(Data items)
┏━━
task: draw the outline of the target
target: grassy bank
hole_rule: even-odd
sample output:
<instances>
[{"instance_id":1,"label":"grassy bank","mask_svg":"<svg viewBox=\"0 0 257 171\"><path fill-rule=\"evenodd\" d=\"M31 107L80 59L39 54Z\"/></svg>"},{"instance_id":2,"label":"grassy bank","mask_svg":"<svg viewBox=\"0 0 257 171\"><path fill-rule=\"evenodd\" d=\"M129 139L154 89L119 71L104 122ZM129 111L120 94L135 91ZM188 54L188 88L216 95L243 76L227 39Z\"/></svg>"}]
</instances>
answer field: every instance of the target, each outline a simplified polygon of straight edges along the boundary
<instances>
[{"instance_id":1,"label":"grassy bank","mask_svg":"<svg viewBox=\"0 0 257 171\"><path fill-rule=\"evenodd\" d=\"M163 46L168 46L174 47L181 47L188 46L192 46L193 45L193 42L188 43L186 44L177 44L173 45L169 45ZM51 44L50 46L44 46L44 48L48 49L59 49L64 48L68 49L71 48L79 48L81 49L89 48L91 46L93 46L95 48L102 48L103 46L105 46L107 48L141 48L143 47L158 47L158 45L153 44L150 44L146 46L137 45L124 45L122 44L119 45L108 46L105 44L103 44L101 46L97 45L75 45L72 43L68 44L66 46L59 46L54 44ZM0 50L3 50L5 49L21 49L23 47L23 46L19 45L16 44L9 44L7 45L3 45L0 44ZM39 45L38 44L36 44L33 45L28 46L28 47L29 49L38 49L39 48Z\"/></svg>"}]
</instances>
┗━━
◆ DIRECTIONS FOR THIS TASK ◆
Rewrite the rows above, substituting "object" for every occurrence of "target" and leaving everything else unchanged.

◆ ANSWER TO THIS PROBLEM ◆
task: draw the outline of the object
object: grassy bank
hole_rule: even-odd
sample output:
<instances>
[{"instance_id":1,"label":"grassy bank","mask_svg":"<svg viewBox=\"0 0 257 171\"><path fill-rule=\"evenodd\" d=\"M31 107L80 59L39 54Z\"/></svg>"},{"instance_id":2,"label":"grassy bank","mask_svg":"<svg viewBox=\"0 0 257 171\"><path fill-rule=\"evenodd\" d=\"M129 139L154 89L119 71L104 122ZM129 111L120 94L135 91ZM188 54L188 88L216 95L243 76L227 39Z\"/></svg>"}]
</instances>
answer field: every instance of the object, each outline a simplified polygon of straight edges along the boundary
<instances>
[{"instance_id":1,"label":"grassy bank","mask_svg":"<svg viewBox=\"0 0 257 171\"><path fill-rule=\"evenodd\" d=\"M163 46L168 46L174 47L181 47L188 46L192 46L193 45L193 42L188 43L186 44L177 44L173 45L169 45ZM51 44L50 46L44 46L44 48L48 49L59 49L64 48L68 49L71 48L79 48L81 49L89 48L91 46L93 46L95 48L102 48L103 46L105 46L107 48L141 48L143 47L158 47L158 45L153 44L150 44L146 46L137 45L124 45L122 44L119 45L108 46L105 44L103 44L101 46L97 45L75 45L72 43L68 44L66 46L59 46L54 44ZM0 50L3 50L5 49L21 49L23 47L23 46L19 45L16 44L9 44L7 45L3 45L0 44ZM39 45L38 44L36 44L33 45L28 46L28 47L29 49L38 49L39 48Z\"/></svg>"}]
</instances>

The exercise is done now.